*INSTRUCTION*
Continue the article about patents for solar panel installation from the point where it stops.
[begin PAGE TEXT]
Follow the Patents: For Solar Power, the Devil Is in the Details

solar power

There actually is a crystal ball that permits you to see into the future. All you have to do is follow the patents. The latest patents in any technology will show you where that technology—and the businesses that use that technology—are going. This month, we take a look at the future of solar panel installation.

The first solar power generator was displayed at the Universal Exposition in Paris in 1878. The first U.S. Patent for a solar power device was awarded the next year to Edward Weston. He actually received two patents: U.S. Patent No. 389,124 for an “Apparatus for Generating Solar Radiant Energy” and U.S. Patent No. 389,125 for the “Art of Utilizing Solar Radiant Energy.” It was not until 1954 that Bell Labs developed the first silicone-based solar panel.

There have been numerous incremental improvements in solar panels over the last 60 years, but not been much innovation in the design of the actual solar panels themselves over the last few years. Photovoltaic panels are a mature technology, and the manufacturing of them is a high-volume, low-margin business. Where there will be significant innovation, however, in the solar power sector is how the panels will be installed, and how the power from those panels will be managed and stored. This month, we present for your glimpse into the future four patents that address not how solar panels operate, but how they will be installed in the coming years.

U.S. Patent No. 8,991,116 for a “Roof Solar Panel for Conventional Sloping Roof and Shingle Integration” is from U.S. inventor Robert Richardson and it specifically addresses the challenge of installing solar panels on a typical, residential, sloping, shingle roof. This patent covers a mounting surface on a perimeter area of the roof’s sheathing with a flash strip mounted inside the mounting surface. When it is installed on the roof, a retainer trim secures the shingles under the mounting surface while the flash strip creates a rigid, transparent protective sheet over the panels.
[end PAGE TEXT]
[begin EXTRACTED RECORDS]
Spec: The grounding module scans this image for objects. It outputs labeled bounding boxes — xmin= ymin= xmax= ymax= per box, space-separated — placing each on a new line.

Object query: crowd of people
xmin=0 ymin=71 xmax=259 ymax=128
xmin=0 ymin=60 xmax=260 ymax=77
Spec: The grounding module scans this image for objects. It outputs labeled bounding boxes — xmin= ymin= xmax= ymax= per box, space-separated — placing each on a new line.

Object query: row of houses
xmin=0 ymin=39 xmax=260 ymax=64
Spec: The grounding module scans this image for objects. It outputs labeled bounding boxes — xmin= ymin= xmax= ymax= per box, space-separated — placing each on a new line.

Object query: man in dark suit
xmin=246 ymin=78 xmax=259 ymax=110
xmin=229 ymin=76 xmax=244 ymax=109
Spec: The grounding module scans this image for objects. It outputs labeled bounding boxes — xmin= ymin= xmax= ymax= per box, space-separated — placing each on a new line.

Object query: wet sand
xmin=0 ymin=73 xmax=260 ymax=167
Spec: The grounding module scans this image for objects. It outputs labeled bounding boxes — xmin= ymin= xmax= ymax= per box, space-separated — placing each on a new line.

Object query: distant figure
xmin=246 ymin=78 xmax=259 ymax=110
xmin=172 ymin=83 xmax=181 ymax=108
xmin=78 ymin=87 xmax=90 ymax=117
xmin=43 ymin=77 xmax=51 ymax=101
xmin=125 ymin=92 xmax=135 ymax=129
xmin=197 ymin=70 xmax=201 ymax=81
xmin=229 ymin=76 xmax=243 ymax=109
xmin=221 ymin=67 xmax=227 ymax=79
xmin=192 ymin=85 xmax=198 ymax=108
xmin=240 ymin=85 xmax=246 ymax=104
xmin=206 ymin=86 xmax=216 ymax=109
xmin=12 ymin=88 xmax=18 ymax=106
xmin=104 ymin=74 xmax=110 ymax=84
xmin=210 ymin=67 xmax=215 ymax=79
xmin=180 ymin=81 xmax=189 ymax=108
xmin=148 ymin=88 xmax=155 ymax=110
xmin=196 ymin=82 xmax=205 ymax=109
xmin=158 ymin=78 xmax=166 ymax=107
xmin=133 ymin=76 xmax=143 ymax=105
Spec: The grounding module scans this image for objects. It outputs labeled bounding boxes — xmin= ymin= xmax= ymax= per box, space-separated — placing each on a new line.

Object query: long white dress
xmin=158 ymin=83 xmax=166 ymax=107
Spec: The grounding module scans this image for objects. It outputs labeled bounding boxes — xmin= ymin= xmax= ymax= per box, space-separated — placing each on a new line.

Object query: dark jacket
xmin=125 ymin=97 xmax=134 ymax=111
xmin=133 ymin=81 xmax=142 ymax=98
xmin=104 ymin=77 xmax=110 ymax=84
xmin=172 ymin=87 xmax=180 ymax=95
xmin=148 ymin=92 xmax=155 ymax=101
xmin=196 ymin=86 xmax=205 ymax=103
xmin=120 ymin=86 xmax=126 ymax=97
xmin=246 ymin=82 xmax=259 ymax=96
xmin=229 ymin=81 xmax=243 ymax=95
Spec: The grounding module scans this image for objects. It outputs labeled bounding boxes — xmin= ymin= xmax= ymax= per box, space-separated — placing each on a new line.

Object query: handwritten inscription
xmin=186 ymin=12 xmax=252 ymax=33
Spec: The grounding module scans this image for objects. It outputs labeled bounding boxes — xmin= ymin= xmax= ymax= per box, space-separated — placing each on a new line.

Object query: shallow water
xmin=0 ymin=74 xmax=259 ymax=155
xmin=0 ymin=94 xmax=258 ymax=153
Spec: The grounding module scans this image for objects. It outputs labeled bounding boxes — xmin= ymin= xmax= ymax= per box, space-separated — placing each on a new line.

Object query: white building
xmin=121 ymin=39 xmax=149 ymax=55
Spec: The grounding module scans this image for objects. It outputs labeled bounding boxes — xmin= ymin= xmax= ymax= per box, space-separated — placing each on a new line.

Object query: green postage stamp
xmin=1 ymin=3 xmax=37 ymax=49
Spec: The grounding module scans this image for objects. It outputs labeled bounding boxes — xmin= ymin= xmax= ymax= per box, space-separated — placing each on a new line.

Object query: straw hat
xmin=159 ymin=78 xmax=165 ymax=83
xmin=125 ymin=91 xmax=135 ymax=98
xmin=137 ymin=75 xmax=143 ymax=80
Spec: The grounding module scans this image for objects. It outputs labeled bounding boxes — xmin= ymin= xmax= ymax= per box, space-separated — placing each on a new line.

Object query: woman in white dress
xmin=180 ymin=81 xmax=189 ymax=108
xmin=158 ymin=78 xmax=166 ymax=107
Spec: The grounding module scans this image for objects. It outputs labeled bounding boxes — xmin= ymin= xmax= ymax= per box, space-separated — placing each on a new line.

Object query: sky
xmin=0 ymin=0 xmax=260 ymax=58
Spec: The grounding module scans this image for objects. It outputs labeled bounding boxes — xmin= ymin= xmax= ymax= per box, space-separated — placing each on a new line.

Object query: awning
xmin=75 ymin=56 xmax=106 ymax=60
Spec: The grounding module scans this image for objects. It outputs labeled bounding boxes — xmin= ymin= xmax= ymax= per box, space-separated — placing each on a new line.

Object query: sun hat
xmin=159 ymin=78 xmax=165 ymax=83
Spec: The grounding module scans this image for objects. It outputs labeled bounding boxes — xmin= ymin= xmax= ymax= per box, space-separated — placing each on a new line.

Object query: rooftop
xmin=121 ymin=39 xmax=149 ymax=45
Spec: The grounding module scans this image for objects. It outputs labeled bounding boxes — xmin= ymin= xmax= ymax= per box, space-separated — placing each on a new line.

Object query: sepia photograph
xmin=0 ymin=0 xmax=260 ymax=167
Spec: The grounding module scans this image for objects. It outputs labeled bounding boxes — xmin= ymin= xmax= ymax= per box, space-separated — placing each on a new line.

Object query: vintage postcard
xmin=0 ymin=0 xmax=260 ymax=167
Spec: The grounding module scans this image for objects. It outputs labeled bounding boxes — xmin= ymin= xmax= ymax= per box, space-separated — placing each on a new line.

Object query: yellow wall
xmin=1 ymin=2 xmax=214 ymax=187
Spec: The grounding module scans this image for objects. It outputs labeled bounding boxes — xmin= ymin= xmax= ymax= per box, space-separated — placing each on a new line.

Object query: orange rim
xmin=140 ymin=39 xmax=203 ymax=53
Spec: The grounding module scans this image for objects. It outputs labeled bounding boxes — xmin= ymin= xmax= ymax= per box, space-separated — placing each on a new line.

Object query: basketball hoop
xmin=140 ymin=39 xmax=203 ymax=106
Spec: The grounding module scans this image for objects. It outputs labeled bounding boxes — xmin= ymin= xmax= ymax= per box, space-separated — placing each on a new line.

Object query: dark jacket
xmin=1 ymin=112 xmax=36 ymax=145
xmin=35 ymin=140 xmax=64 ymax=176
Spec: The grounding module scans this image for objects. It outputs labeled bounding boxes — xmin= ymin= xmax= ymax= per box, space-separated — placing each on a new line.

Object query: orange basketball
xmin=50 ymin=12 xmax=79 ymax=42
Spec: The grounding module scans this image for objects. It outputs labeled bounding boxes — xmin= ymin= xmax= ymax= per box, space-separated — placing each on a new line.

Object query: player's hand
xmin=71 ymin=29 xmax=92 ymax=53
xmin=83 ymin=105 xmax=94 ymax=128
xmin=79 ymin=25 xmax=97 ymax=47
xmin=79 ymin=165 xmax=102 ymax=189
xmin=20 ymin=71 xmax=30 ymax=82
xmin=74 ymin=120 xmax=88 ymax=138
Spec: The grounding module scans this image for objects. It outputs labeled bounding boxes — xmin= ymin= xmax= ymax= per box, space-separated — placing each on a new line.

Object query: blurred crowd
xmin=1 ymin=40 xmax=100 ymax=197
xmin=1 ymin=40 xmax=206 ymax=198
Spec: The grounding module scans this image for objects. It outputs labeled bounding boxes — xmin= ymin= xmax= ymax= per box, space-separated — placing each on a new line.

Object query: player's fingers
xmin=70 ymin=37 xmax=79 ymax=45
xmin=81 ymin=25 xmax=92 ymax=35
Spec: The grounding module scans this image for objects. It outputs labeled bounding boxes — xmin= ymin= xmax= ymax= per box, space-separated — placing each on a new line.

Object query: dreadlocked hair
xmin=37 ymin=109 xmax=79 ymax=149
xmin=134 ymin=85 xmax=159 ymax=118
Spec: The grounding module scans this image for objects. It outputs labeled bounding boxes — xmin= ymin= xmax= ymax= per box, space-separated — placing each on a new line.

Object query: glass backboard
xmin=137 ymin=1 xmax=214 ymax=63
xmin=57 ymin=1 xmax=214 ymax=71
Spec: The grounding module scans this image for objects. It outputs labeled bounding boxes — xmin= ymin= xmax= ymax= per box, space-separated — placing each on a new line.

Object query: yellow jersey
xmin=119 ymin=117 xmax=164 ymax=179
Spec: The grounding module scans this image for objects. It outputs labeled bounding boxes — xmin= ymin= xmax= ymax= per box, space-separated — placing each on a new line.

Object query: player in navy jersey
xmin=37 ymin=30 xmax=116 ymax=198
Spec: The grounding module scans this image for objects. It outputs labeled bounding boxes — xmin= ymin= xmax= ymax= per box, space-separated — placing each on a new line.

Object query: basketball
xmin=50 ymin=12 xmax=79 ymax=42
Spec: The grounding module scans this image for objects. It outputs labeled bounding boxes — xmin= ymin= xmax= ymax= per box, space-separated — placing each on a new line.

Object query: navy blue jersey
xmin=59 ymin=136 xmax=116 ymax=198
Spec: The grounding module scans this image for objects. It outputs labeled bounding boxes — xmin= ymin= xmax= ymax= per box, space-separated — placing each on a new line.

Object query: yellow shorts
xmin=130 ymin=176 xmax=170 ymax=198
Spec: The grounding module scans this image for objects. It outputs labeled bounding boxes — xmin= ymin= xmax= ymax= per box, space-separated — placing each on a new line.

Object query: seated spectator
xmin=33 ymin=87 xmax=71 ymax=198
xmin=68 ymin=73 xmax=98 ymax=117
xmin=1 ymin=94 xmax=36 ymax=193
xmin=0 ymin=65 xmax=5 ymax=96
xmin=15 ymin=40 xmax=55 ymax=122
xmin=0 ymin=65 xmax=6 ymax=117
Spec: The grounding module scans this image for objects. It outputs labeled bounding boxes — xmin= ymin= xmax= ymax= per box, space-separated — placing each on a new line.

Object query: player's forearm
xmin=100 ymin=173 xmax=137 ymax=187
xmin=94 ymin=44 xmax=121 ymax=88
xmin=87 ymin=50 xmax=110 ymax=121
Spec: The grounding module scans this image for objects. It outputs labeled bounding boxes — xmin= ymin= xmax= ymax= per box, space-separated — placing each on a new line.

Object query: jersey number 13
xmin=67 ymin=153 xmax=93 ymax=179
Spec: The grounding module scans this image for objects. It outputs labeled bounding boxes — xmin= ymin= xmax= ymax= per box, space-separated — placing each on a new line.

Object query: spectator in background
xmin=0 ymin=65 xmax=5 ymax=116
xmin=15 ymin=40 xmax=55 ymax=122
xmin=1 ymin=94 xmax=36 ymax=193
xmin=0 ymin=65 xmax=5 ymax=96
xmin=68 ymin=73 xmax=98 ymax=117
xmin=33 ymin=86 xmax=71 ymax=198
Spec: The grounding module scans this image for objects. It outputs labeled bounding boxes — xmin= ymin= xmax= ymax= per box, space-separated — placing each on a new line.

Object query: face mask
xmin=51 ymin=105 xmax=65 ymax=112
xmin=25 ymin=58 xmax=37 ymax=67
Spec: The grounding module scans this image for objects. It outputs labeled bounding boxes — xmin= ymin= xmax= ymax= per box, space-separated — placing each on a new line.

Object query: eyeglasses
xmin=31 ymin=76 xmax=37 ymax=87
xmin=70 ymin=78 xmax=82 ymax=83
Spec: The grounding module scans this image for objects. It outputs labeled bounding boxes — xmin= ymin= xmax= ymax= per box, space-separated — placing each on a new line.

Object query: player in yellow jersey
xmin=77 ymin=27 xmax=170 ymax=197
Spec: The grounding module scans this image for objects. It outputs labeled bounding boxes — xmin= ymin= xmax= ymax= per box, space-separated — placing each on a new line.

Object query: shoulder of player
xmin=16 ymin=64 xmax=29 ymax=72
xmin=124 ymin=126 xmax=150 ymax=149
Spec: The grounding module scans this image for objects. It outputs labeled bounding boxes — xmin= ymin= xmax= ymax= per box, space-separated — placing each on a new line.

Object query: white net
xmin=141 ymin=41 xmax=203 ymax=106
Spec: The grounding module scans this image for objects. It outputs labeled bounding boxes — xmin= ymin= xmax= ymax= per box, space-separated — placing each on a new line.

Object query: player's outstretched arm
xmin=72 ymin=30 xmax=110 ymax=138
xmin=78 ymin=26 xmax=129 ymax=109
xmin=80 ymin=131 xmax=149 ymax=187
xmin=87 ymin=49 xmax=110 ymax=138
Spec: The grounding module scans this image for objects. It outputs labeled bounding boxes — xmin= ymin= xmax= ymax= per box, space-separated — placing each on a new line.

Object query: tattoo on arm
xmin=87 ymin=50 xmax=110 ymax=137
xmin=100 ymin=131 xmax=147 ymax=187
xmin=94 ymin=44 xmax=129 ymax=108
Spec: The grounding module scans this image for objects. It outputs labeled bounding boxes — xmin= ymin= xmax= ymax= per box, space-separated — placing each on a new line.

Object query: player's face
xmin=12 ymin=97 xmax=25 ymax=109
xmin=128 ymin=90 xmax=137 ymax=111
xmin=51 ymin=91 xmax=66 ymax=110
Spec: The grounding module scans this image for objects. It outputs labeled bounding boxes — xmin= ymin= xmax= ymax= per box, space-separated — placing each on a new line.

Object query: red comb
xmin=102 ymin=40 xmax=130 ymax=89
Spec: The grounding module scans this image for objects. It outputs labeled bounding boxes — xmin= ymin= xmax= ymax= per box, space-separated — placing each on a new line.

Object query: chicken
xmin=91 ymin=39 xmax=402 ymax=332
[end EXTRACTED RECORDS]
*RESULT*
The retainer trim also secures the panels to the roof trusses. This integrates the solar panels with the roof shingling to create an attractive, low-profile for the roof as well as improved water-shedding and wind-resistance properties. The patent also covers an intermediate solar panel roof- installation kit that includes the panels and all components needed to perform a complete installation.

U.S. Patent No. 8,931,222 for an “Anchoring Device for Panel Supporting Structures” covers an anchoring device that uses a tension element to support solar panels. The patent is the brainchild of Italian inventor Alberto De Gaetano who very wisely also filed European and Chinese patent applications for his invention. The supporting structure described in the patent includes an element that is adapted to act on a supporting frame that supports one or more panels and rests on a hard surface, such as the roof of a building.  The system includes additional tensioning for the support frame that is adapted to partially transmit the tension forces to the supporting frame along an axis that is perpendicular to the resting surface.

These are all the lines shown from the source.